L’éthylène glycol est un liquide sirupeux, bien miscible à l’eau, utilisé comme antigel dans le circuit de refroidissement des véhicules, dans les conduites et les radiateurs de chauffage central, et dans divers systèmes de réfrigération. Il est également présent dans les graisses de montage des pneus, dans les générateurs de fumées pour soirées festives, voire comme solvant de certains produits à usage domestique.

Espèces concernées

L’intoxication peut toucher toutes les espèces, notamment le chien, car la saveur sucrée du produit facilite les accidents. Les chats sont également concernés, attirés peut-être par l’odeur du produit. Outre les accidents fortuits, l’éthylène glycol est parfois utilisé dans des appâts lors d’intoxications malveillantes.

Doses toxiques

Les doses létales sont de l’ordre de 1 à 5 ml/kg selon l’espèce. Il est généralement très difficile d’estimer la dose ingérée, d’autant plus que la concentration de l’éthylène glycol dans le produit est rarement précisée sur l’étiquette.

Pathogénie

L’éthylène glycol est irritant pour la muqueuse digestive, il exerce une action dépressive sur le système nerveux central, son métabolisme conduit à l’apparition de métabolites acides dont l’acide oxalique, qui est néphrotoxique.

Tableau clinique

Le temps de latence est bref, entre 1/2 heure et 2 à 3 heures. L’animal présente d’abord des vomissements et de la soif, puis un état voisin de l’ébriété : ataxie, tremblements, dépression, avec parfois des convulsions. Ces signes nerveux peuvent toutefois être discrets et passer inaperçus si l’animal n’est pas sous surveillance. Environ 24 heures plus tard, les premiers signes d’insuffisance rénale apparaissent : léthargie, vomissements, diarrhée, palpation abdominale douloureuse, avec oligurie, puis anurie. Cela conduit généralement à la mort de l’animal dans les jours qui suivent. Lors d’ingestion d’une dose importante, l’évolution peut être plus rapide, et la mort faire suite à une défaillance cardio-vasculaire.

Examens complémentaires

L’analyse biochimique sanguine est très instructive : une acidose métabolique avec augmentation du trou anionique est d’abord observée, puis une augmentation de l’urémie et de la créatininémie ainsi qu’une hypocalcémie modérée. L’hyperglycémie est fréquente. La numération sanguine montre une leucocytose.

* LISTE DES CONSIGNES:
1. D'après le texte sur l'intoxication à l'éthylène glycol, à combien s'élèvent les doses létales ?
2. Rédigez la suite du texte sur l'intoxication à l'éthylène glycol, en commençant après sa dernière phrase.
Les enregistrements qui suivent n'ont aucun rapport avec le texte sur l'intoxication à l'éthylène glycol.

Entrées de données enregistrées

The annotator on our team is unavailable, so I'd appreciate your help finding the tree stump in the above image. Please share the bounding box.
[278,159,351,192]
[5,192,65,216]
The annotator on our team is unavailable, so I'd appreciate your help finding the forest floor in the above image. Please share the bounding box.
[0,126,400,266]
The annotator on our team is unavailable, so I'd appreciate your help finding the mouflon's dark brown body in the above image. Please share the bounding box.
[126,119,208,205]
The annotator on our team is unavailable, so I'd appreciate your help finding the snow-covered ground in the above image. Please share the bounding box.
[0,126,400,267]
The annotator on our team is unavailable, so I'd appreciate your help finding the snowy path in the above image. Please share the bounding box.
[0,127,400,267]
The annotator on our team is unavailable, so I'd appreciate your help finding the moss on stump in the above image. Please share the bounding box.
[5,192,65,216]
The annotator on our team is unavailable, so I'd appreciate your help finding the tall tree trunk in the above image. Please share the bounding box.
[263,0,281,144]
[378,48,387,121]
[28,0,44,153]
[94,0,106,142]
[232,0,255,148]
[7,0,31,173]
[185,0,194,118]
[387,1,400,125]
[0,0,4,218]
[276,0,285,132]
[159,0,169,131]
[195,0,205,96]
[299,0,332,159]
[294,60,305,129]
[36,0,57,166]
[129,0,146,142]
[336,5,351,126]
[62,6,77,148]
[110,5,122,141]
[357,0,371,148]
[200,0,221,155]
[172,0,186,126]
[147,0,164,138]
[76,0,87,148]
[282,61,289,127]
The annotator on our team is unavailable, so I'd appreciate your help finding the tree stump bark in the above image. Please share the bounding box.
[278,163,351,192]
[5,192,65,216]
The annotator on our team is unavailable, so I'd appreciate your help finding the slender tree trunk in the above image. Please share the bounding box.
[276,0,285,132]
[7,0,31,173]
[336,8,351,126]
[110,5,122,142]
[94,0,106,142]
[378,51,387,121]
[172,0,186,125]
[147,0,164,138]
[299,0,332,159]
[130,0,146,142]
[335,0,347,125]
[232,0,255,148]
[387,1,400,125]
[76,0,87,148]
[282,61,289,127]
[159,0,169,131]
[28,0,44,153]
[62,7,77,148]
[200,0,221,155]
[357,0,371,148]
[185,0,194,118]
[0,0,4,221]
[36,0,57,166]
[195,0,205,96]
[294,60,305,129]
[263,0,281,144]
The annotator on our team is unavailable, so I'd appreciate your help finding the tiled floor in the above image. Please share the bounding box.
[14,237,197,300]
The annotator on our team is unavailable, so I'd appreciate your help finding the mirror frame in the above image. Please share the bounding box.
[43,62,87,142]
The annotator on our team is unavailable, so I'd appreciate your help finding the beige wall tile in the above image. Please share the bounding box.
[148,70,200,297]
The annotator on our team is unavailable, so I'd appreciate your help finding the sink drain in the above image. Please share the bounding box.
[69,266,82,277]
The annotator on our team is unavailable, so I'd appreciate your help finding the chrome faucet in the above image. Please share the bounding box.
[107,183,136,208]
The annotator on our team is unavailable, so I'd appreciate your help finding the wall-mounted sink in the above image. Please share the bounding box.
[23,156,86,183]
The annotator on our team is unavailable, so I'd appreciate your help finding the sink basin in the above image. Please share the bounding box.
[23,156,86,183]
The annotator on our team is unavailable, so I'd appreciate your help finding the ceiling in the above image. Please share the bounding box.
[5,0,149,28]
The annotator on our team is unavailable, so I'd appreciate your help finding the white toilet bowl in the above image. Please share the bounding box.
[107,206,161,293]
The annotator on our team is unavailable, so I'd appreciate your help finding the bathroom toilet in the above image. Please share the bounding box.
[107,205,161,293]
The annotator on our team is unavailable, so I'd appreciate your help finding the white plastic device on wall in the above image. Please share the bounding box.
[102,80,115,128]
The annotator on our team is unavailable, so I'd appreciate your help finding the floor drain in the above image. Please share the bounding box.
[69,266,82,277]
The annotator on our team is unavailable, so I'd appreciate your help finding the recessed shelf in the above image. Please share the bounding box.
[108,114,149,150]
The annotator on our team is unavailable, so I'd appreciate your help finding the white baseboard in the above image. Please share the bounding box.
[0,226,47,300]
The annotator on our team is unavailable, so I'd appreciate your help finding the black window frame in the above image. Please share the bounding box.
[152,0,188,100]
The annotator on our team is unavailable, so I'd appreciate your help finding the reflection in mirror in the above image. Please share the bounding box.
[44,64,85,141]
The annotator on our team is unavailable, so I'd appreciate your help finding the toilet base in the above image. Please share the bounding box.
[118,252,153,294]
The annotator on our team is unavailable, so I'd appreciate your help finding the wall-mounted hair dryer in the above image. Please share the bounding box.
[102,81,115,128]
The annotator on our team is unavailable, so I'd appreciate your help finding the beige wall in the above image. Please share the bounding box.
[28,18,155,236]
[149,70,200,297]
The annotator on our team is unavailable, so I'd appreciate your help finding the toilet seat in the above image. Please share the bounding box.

* RÉPONSES PAR NUMÉRO:
1. Elles sont de l'ordre de 1 à 5 ml/kg selon l'espèce.

2.
Traitement

Spécifique

La perfusion d’éthanol a pour objectif d’empêcher l’apparition de l’acide oxalique responsable de l’insuffisance rénale. Ce traitement doit être instauré précocément, dans les 6 à 8 heures au plus tard suivant l’ingestion. L’éthanol est dilué à 20 % dans une solution isotonique de chlorure de sodium, puis administré par voie intraveineuse, en injection lente ou en perfusion, à raison de 5 ml/kg. L’injection est renouvelée toutes les 4 à 6 heures pendant 48 heures. L’objectif est de maintenir une alcoolémie de l’ordre de 1 g/l.

Si l’animal ne présente pas encore de troubles nerveux, la dose initiale d’alcool peut être administrée par voie orale, à la même posologie, sous forme d’une boisson alcoolisée.

Éliminatoire

L’administration de charbon activé n’est pas conseillée car il n’adsorbe pas l’éthylène glycol. La fluidothérapie permet de corriger la déshydratation et d’augmenter la diurèse, en faisant attention au risque d’oedème pulmonaire en cas d’oligurie ou d’anurie. Dans ce cas, une dialyse peritonéale est recommandée.

Symptomatique

L’acidose est corrigée par une solution de bicarbonate de sodium à 1,4 %. Si besoin, du diazépam peut être utilisé. L’administration de vitamines B1 et B6 (10 à 100 mg/j par voie intraveineuse lente) semble être bénéfique en favorisant l’élimination des métabolites toxiques.

Diagnostic de laboratoire

→ L’éthylène glycol peut être caractérisé et dosé dans le sang dans les 24 heures qui suivent l’ingestion, et dans l’urine pendant 48 heures. Le toxique peut aussi être recherché dans les vomitats.

→ Les cristaux d’oxalate peuvent être mis en évidence au microscope dans l’urine, ou post-mortem dans le tissu rénal.

Conflit d’intérêts

Aucun.

En savoir plus

– Barthez P. Quel est votre diagnostic ? Intoxication à l’éthylène glycol chez un chien. Point Vét.1992;24 (143): 87-90.

– Bates N. Ethylene glycol poisoning. Companion Animal. 2016;21 (2): 95-99.